QUESTÕES PROPOSTAS
a – Segundo o trecho sobre Ciro Gomes, que idade ele tinha quando foi ministro?
b – Continue o trecho sobre Ciro Gomes a partir da última frase apresentada.

TRECHO
——

Igualmente, é com certeza muito indigno que o coronel cearense seja enaltecido como nacionalista, uma vez que, em 1994, enquanto ministro do senhor Itamar Franco, fez de tudo para (e realmente provou) seguir a cartilha psdbista à risca; quer dizer, o Sr. Ciro defende a Social Democracia com fortes traços neoliberais.
Em intervalo, nossa história precisa retroceder um pouco no tempo para depois progredir:
Ciro Gomes começou sua carreira sendo [como eu chamo em linguagem pejorativa] mancebo do Tasso Jereissati. Ele tinha apenas 36 anos de idade quando Ministro e isso, na Política, falando em analogia grosseira, é como se o cearense fosse um "menino buchudo" – como se diz aqui no nordeste; tanto que, antes de aceitar o convite do Presidente Itamar, Ciro Gomes pediu a "benção" para o Sérgio Machado, cujo dois anos antes havia sido flagrado dizendo ao Renan Calheiros, em áudio grampeado legalmente: "Renan, eu fui do PSDB por 10 anos, não sobra ninguém".[2]
Vamos já ao Ciro Ministro, e neste momento, nossa explanação chegará ao seu momento mais técnico, talvez mais chato, mas em concorrência, também mais importante para que o pedetista, nublado pelas cores maravilhosas induzidas pelos feromônios do amor e que ainda vê, em Ciro Gomes, a perfeição em pessoa; talvez possa, diante da visualização inequívoca da lógica mais clara e distinta, analisar as ações práticas do Ciro como Ministro, em 1994 e, finalmente, matar seu amor (caso o leitor seja realmente nacionalista).

——

DADOS APRESENTADOS

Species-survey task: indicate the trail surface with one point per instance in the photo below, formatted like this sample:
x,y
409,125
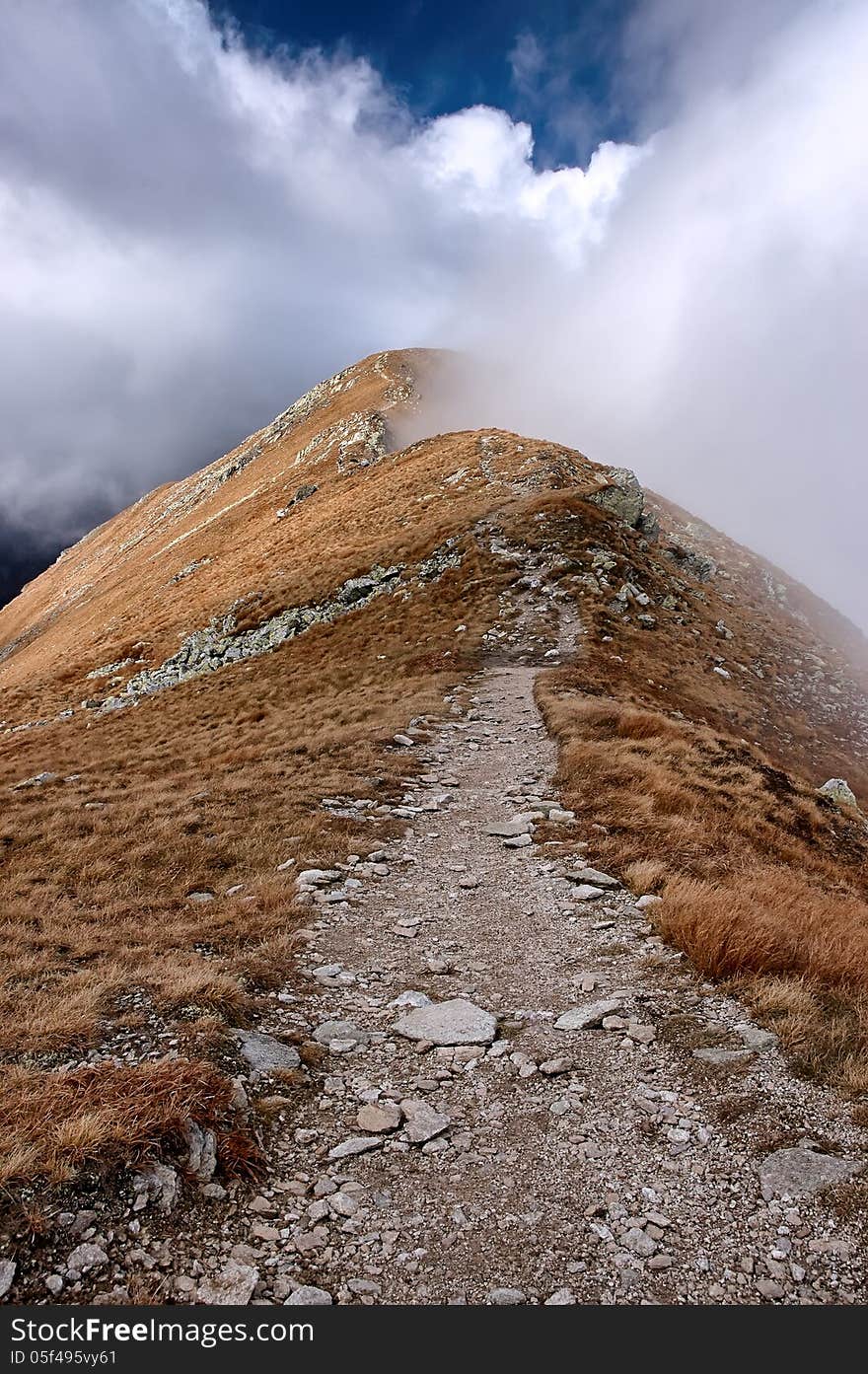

——

RESPOSTAS DOS EXERCÍCIOS
a – Tinha apenas 36 anos.

b –
Se os olhos, ou ouvidos, forem Social Democratas: "sejam felizes para sempre". No entanto, desejo provar que não sou Iago[3], e vossas excelências também não serão a personificação de Otelo. Vossos sofrimentos de enamorado serão arrefecidos pela consciência fatal das falsidades da amante infiel…
Um último adendo sobre ter um político de estimação qualquer: não é possível que um homem defenda um candidato do seu partido com mais vigor amor e fé que defenderia o próprio pai!
O que vemos hoje (e não só agora, mas tradicionalmente no Brasil), é que praticamente não há Nacionalistas! Há sim, em excesso, mancebos de caciques, girlfriends de estadunidenses e podrugas de russos!
Chega a ser indecente defender um homem da maneira como a militância defende os candidatos a Presidente. É totalmente indigno para um cavalheiro se comportar dessa maneira! Os militantes fingem tantas coisas, mentem tanto pelo "centralismo democrático", não poderiam pelo menos fingir que são homens também, por favor? Vejo brasileiros lutando para namorar russos e estadunidenses, enquanto eu, de minha parte, quero dar porrada (ou ter potencial para) em ambos. Eu fui claro, compatriotas?
Em primeiro lugar, Ciro Gomes tomou como prioridade as privatizações e a inflação, bem como o noticiado pela Folha de São Paulo[4]. As promessas de controle da inflação foram cumpridas da maneira mais rigorosa possível.
Para começar, Ciro Gomes cortou o crédito da população mais pobre.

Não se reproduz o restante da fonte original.